[Items listed in a dataset]

▬▬▬▬▬▬▬▬▬▬

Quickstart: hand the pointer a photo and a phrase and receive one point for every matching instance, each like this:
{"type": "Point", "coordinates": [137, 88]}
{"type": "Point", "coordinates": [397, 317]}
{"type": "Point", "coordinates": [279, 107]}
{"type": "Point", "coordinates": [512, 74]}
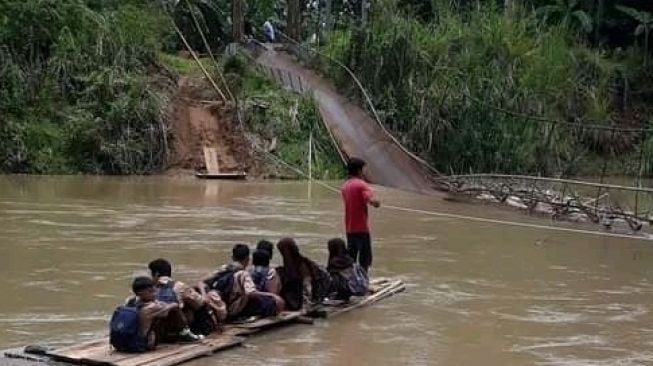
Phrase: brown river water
{"type": "Point", "coordinates": [478, 293]}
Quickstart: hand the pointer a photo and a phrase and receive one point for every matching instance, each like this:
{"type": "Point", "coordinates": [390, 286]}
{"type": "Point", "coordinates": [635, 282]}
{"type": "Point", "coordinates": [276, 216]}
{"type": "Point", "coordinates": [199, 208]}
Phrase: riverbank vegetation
{"type": "Point", "coordinates": [81, 90]}
{"type": "Point", "coordinates": [515, 87]}
{"type": "Point", "coordinates": [543, 87]}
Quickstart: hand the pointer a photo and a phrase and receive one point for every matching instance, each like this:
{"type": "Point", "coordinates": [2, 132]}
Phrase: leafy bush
{"type": "Point", "coordinates": [76, 94]}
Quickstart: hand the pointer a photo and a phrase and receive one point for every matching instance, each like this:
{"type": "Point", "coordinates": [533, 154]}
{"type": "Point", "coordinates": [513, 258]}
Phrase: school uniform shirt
{"type": "Point", "coordinates": [356, 193]}
{"type": "Point", "coordinates": [273, 282]}
{"type": "Point", "coordinates": [242, 287]}
{"type": "Point", "coordinates": [186, 295]}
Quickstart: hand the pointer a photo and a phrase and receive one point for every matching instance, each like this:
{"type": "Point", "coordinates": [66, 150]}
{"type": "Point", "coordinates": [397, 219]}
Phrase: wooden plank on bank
{"type": "Point", "coordinates": [234, 175]}
{"type": "Point", "coordinates": [211, 160]}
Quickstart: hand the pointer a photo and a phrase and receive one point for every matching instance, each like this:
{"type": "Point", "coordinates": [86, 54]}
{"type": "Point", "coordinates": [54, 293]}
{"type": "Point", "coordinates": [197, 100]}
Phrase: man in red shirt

▬▬▬▬▬▬▬▬▬▬

## Try it
Repeat each entry exactly as given; no pictures belong in the copy.

## Solved exercise
Quickstart: hand the pointer a photo and a phrase and receive one point for every matching instance, each like this:
{"type": "Point", "coordinates": [137, 88]}
{"type": "Point", "coordinates": [397, 317]}
{"type": "Point", "coordinates": [279, 107]}
{"type": "Point", "coordinates": [512, 74]}
Phrase: brown river water
{"type": "Point", "coordinates": [478, 293]}
Quickstart: hand the pointer a photo and a phrase and receive one point for every matching instance, each like this:
{"type": "Point", "coordinates": [390, 286]}
{"type": "Point", "coordinates": [635, 282]}
{"type": "Point", "coordinates": [276, 216]}
{"type": "Point", "coordinates": [199, 208]}
Phrase: riverbank vegetation
{"type": "Point", "coordinates": [81, 90]}
{"type": "Point", "coordinates": [515, 87]}
{"type": "Point", "coordinates": [543, 87]}
Quickstart: hand the pointer a photo and a phrase and receive one point for every matching instance, each like this:
{"type": "Point", "coordinates": [2, 132]}
Phrase: leafy bush
{"type": "Point", "coordinates": [76, 94]}
Quickstart: hand the pointer a photo and a phrase and receive one point for every matching instance, each like this:
{"type": "Point", "coordinates": [533, 154]}
{"type": "Point", "coordinates": [513, 258]}
Phrase: school uniform shirt
{"type": "Point", "coordinates": [356, 193]}
{"type": "Point", "coordinates": [273, 282]}
{"type": "Point", "coordinates": [242, 287]}
{"type": "Point", "coordinates": [186, 295]}
Quickstart: hand the pointer a photo and a phrase and receive one point for every matching instance, each like this:
{"type": "Point", "coordinates": [66, 150]}
{"type": "Point", "coordinates": [397, 219]}
Phrase: wooden plank on bank
{"type": "Point", "coordinates": [234, 175]}
{"type": "Point", "coordinates": [211, 160]}
Quickstart: hand the pointer a photo and a phrase and receive one point for every matching instance, each like this:
{"type": "Point", "coordinates": [86, 54]}
{"type": "Point", "coordinates": [54, 293]}
{"type": "Point", "coordinates": [197, 100]}
Phrase: man in red shirt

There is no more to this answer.